## Task details
In full and without deviation, write out the entries that follow.

[Position identification records]
::::
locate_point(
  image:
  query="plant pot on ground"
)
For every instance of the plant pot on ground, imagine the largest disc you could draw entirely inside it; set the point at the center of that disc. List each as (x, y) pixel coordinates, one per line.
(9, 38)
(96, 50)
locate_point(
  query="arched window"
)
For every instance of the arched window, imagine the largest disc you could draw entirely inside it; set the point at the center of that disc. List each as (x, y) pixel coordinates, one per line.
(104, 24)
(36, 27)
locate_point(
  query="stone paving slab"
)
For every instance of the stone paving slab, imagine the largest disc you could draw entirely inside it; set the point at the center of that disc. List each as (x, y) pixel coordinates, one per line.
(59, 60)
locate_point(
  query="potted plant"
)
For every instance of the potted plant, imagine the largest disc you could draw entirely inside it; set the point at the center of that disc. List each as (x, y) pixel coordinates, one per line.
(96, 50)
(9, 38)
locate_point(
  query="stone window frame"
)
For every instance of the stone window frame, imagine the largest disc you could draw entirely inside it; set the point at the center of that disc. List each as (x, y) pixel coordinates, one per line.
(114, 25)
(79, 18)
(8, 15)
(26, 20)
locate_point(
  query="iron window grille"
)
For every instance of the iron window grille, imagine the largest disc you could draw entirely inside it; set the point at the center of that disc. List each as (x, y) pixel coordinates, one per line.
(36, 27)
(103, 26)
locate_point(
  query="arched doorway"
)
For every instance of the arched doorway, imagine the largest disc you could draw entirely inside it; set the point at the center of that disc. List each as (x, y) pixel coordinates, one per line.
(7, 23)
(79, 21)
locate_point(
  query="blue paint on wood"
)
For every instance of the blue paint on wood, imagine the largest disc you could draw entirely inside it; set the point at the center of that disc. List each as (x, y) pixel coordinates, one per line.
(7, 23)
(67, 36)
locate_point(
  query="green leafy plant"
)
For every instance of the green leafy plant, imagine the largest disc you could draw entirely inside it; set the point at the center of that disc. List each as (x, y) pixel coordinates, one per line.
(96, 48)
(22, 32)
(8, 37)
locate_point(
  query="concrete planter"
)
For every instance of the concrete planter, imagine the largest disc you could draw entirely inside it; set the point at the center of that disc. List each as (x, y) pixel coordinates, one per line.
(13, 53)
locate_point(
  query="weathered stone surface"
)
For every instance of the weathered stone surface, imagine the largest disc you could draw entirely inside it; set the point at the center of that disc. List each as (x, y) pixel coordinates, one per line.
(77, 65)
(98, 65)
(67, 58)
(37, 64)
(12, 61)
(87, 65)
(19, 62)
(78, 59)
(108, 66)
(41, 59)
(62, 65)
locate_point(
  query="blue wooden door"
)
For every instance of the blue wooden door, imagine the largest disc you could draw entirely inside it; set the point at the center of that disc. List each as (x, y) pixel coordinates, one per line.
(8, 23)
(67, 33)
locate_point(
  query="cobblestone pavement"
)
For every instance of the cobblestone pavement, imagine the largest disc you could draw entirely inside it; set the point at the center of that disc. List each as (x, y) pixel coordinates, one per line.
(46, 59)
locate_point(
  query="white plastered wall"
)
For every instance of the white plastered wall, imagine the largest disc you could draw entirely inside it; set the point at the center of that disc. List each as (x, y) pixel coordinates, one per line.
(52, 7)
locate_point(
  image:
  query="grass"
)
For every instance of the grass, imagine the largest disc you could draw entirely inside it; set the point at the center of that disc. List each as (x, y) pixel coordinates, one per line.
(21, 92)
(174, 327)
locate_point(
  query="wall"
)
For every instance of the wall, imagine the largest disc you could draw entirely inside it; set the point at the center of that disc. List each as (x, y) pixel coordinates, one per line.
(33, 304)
::::
## The completed task
locate_point(
  image:
  query="plant pot on ground"
)
For every instance of the plant pot on ground, imagine the largest disc you could draw entirely inside it; set the point at the center of that disc. List each as (x, y) pixel coordinates, one per line.
(9, 38)
(96, 50)
locate_point(
  query="arched window"
)
For every instance of the arched window, imagine the largest disc you could draw entirely inside it; set the point at the center of that disc. List each as (x, y) pixel coordinates, one per line.
(104, 24)
(36, 27)
locate_point(
  query="stone paving slab"
)
For every instance of the stone paving slab, imagine the largest disc you could draw entirely inside it; set the point at the center of that disc. List each as (x, y) pixel coordinates, one per line.
(59, 60)
locate_point(
  query="potted plant"
)
For every instance of the potted plant, imagine the largest disc you could draw entirely inside it; set the point at the center of that disc. List each as (x, y) pixel coordinates, one per line.
(96, 50)
(9, 38)
locate_point(
  query="stone window frame"
)
For every instance of the stone window frame, imagine the largest disc you could draw entirely inside it; set the point at the center of that disc. List each as (x, y) pixel coordinates, one per line.
(114, 25)
(79, 18)
(8, 15)
(26, 20)
locate_point(
  query="iron window grille"
)
For every instance of the iron window grille, imagine the largest disc you could draw entirely inside it; set the point at the center of that disc. List each as (x, y) pixel coordinates, one per line.
(36, 27)
(103, 26)
locate_point(
  query="arched doorway"
)
For every instance of the arched doorway, imagine the largest disc you could draw entirely inside it; set the point at the center of that disc. List each as (x, y) pixel coordinates, one per line.
(7, 23)
(79, 21)
locate_point(
  query="blue paint on wood"
)
For every instance of the blue paint on wood, imagine the largest disc you could draw entirely inside it; set the point at the center of that disc. List each as (x, y) pixel coordinates, one per line.
(7, 23)
(67, 36)
locate_point(
  query="green leafy plant"
)
For every instance of the green leafy plant, imagine the largest disc you could draw entirely inside it; set the point at the center of that disc. List each as (x, y) pixel coordinates, one per line.
(96, 48)
(22, 32)
(8, 37)
locate_point(
  query="concrete planter"
)
For every instance of the concrete planter, imagine the largest disc you could draw entirely inside it; set the point at the center of that disc. List each as (x, y) pixel coordinates, one per line.
(13, 53)
locate_point(
  query="weathered stone surface"
)
For every instance of the weathered stone surface, imagine the largest disc you could draw entirely inside it; set the point at the center of that disc. List each as (x, y) pixel coordinates, one per line.
(77, 65)
(98, 65)
(67, 58)
(37, 64)
(12, 61)
(87, 65)
(19, 62)
(78, 59)
(108, 66)
(41, 59)
(62, 65)
locate_point(
  query="blue wooden door"
)
For every instance of the blue wooden door, imagine the largest disc you could draw entirely inside it; set the point at the center of that disc. List each as (x, y) pixel coordinates, one per line.
(8, 23)
(67, 33)
locate_point(
  query="cobblestone pavement"
)
For every instance of the cobblestone pavement, imagine the largest disc you could draw entirely inside it; set the point at the center of that disc. List each as (x, y) pixel coordinates, one per line.
(46, 59)
locate_point(
  query="white plastered wall"
)
For every instance of the white plastered wall, imagine the largest disc you could draw entirely inside it; set the point at the center of that disc. List each as (x, y) pixel coordinates, one per line.
(52, 7)
locate_point(
  image:
  query="grass"
)
For every instance of the grass, imagine the largest disc you could draw entirely inside it; set the point at the center of that disc. List each as (x, y) pixel coordinates, one per line.
(21, 92)
(174, 327)
locate_point(
  query="wall"
)
For every instance of the wall, imagine the largest disc you could draw entirely inside it; set the point at the center of that disc. List each as (x, y) pixel coordinates, one per line.
(33, 304)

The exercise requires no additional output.